*** Records for this task

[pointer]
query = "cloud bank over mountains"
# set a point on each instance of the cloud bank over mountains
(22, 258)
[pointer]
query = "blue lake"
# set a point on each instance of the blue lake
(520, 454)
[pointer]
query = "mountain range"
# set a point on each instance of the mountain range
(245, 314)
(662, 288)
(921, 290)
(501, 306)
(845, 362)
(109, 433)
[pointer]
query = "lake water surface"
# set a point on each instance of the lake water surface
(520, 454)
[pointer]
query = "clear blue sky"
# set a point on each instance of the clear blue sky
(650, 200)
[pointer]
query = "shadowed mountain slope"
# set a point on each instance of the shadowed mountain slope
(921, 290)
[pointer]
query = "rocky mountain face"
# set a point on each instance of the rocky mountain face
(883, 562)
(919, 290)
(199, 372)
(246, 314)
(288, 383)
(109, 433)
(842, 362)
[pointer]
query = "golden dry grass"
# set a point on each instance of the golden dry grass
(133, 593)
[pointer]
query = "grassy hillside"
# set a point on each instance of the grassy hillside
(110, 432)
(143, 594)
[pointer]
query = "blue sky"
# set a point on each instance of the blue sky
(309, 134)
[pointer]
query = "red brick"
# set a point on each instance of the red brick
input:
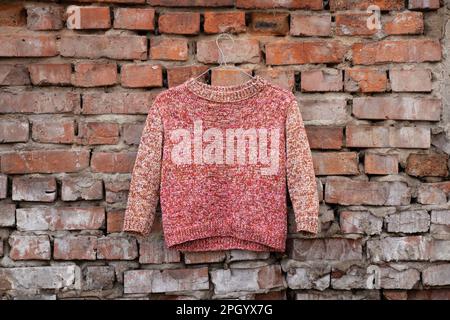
(301, 52)
(179, 22)
(50, 73)
(13, 130)
(229, 21)
(377, 163)
(29, 247)
(367, 136)
(120, 47)
(39, 102)
(178, 74)
(12, 15)
(60, 218)
(427, 165)
(412, 50)
(364, 4)
(115, 248)
(54, 131)
(310, 25)
(414, 80)
(269, 23)
(353, 24)
(321, 80)
(207, 51)
(28, 46)
(117, 102)
(94, 133)
(404, 23)
(81, 188)
(280, 77)
(365, 80)
(164, 48)
(397, 108)
(89, 74)
(79, 18)
(335, 163)
(324, 137)
(114, 221)
(40, 189)
(44, 161)
(113, 162)
(141, 76)
(13, 75)
(134, 19)
(272, 4)
(75, 248)
(45, 17)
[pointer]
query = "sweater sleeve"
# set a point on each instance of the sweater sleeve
(300, 172)
(145, 181)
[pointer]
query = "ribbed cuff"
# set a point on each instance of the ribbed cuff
(308, 222)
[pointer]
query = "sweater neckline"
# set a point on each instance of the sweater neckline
(225, 94)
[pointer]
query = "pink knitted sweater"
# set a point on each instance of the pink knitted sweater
(220, 160)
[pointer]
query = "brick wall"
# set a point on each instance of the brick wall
(74, 93)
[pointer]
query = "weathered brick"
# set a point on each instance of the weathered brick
(301, 52)
(179, 22)
(346, 191)
(29, 247)
(81, 188)
(321, 80)
(335, 163)
(207, 51)
(397, 108)
(169, 280)
(134, 19)
(75, 248)
(399, 249)
(121, 47)
(365, 80)
(269, 23)
(60, 218)
(117, 248)
(414, 80)
(427, 165)
(367, 136)
(113, 162)
(165, 48)
(310, 25)
(39, 102)
(42, 189)
(94, 133)
(154, 250)
(385, 51)
(361, 222)
(224, 21)
(88, 17)
(28, 46)
(378, 163)
(13, 75)
(412, 221)
(117, 102)
(325, 249)
(45, 17)
(89, 74)
(54, 131)
(13, 130)
(141, 76)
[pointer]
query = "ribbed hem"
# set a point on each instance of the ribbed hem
(208, 237)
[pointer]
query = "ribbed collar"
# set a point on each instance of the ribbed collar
(226, 93)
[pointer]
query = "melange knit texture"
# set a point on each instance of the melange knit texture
(221, 160)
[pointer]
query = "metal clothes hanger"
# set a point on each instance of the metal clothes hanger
(222, 59)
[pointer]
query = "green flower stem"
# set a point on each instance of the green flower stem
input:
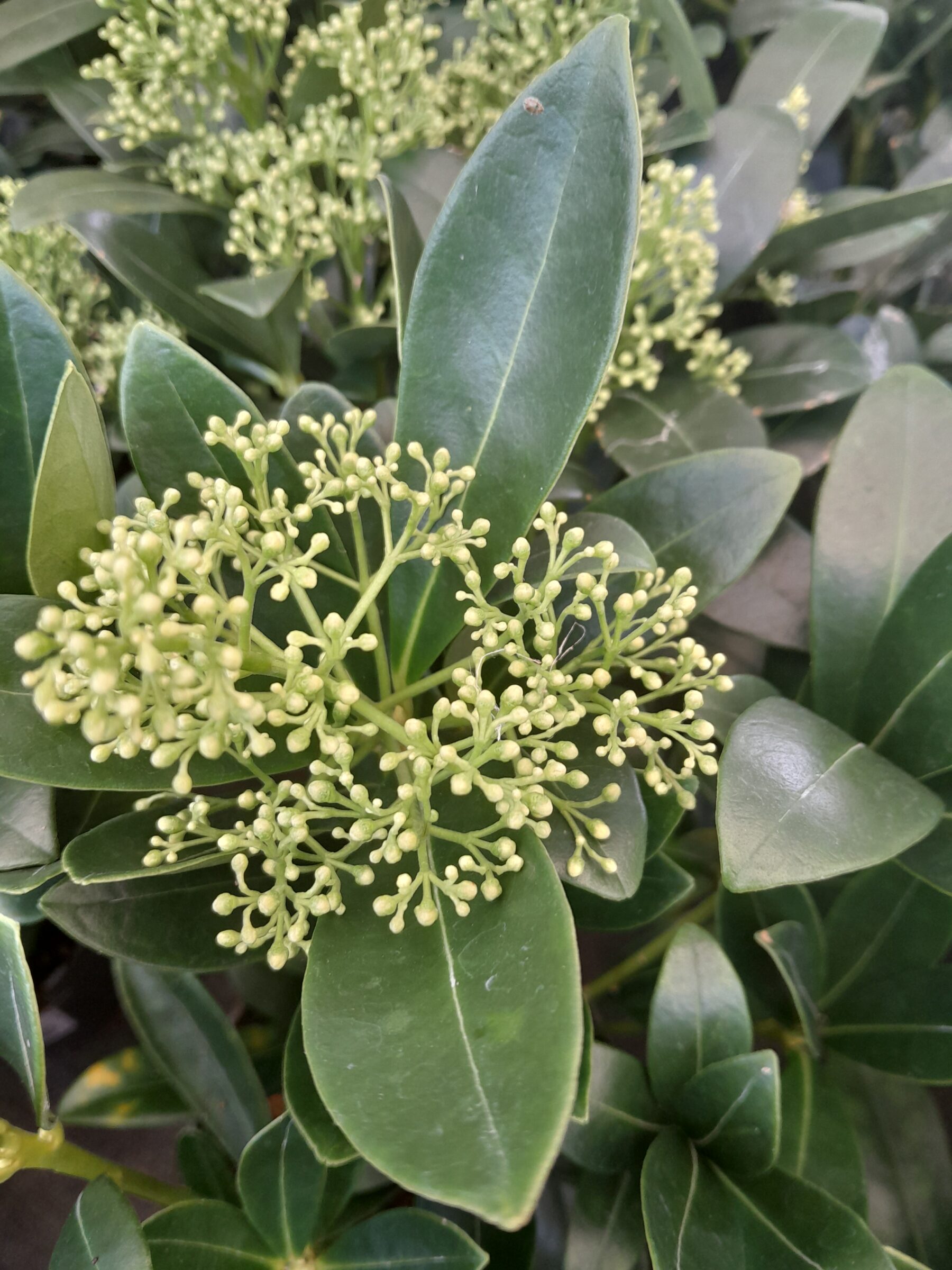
(49, 1150)
(649, 953)
(431, 681)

******

Leave out the pictures and output every record above precisely as given.

[pointer]
query = "cloud bank over mountains"
# set a point on each instance of the cloud bank over mountains
(22, 258)
[pointer]
query = "blue lake"
# set a point on each instance of the blue lake
(520, 454)
[pointer]
query = "mountain range"
# set a point on each instance of the mountain range
(245, 314)
(662, 288)
(921, 290)
(501, 306)
(845, 362)
(109, 433)
[pointer]
query = "lake water surface"
# set a point on each instance of the lake water surface
(520, 454)
[pointer]
query = "clear blue sky"
# set a point on each instance of the clear blue sky
(650, 200)
[pointer]
query = "shadowed mountain slope"
# set a point on each instance of the shadowed mountain slope
(921, 290)
[pointer]
query = "rocky mountain face"
# set a point on each instance of the rocky mountain face
(883, 562)
(919, 290)
(199, 372)
(246, 314)
(288, 383)
(109, 433)
(842, 362)
[pointer]
query = "golden dry grass"
# set a point on each instance of the golden dry grass
(133, 593)
[pointer]
query = "grassy hillside"
# set a point on each instance of the grassy hillside
(110, 432)
(143, 594)
[pointer]
query = "blue sky"
# set a point on each instance of the blue sky
(309, 134)
[pointer]
query = "red brick"
# set a point on each instance of the red brick
input:
(301, 52)
(179, 22)
(50, 73)
(13, 130)
(229, 21)
(377, 163)
(29, 247)
(367, 136)
(120, 47)
(39, 102)
(178, 74)
(12, 15)
(60, 218)
(427, 165)
(412, 50)
(364, 4)
(115, 248)
(54, 131)
(310, 25)
(414, 80)
(269, 23)
(353, 24)
(321, 80)
(207, 51)
(28, 46)
(117, 102)
(94, 133)
(404, 23)
(81, 188)
(280, 77)
(365, 80)
(164, 48)
(397, 108)
(89, 74)
(79, 18)
(335, 163)
(324, 137)
(114, 221)
(40, 189)
(44, 161)
(113, 162)
(141, 76)
(13, 75)
(134, 19)
(272, 4)
(75, 248)
(45, 17)
[pointer]
query = "sweater sleeve"
# set a point on each instance of the sweater sleeve
(300, 172)
(145, 181)
[pointer]
query = "ribbed cuff"
# set a point on each instance of the ribbed cuff
(308, 222)
[pointer]
query = "sweater neckline"
# set a point on each instance of the sweater neckline
(225, 94)
[pointer]
query = "pink knitted sweater"
# set a point on each instance of the pink knitted sweater
(220, 160)
[pointer]
query = "brick wall"
# set a point on each instance of the brick wall
(74, 93)
[pointer]
query = "weathered brick"
# set a point on each instance of the weathered brick
(301, 52)
(179, 22)
(346, 191)
(29, 247)
(81, 188)
(321, 80)
(335, 163)
(207, 51)
(397, 108)
(169, 280)
(134, 19)
(75, 248)
(399, 249)
(121, 47)
(365, 80)
(269, 23)
(60, 218)
(117, 248)
(414, 80)
(427, 165)
(367, 136)
(113, 162)
(165, 48)
(310, 25)
(39, 102)
(42, 189)
(94, 133)
(154, 250)
(385, 51)
(361, 222)
(224, 21)
(88, 17)
(28, 46)
(378, 163)
(13, 75)
(412, 221)
(117, 102)
(325, 249)
(45, 17)
(89, 74)
(54, 131)
(13, 130)
(141, 76)
[pointer]
query = "ribbed hem"
# set a point on each instance of the ribbed hem
(208, 237)
[pointer]
query = "ribbed collar"
# set a point on each instance of the ribbed collar
(226, 93)
[pointer]
query = "melange knit texture"
# set a point on each instance of the melange knit texture
(221, 160)
[pointer]
query = "metal clothes hanger"
# set a point on each instance of the metal clothes hanger
(222, 59)
[pointer]
query = "green flower stem"
# set a point on each instance of the green flower stem
input:
(49, 1150)
(649, 953)
(431, 681)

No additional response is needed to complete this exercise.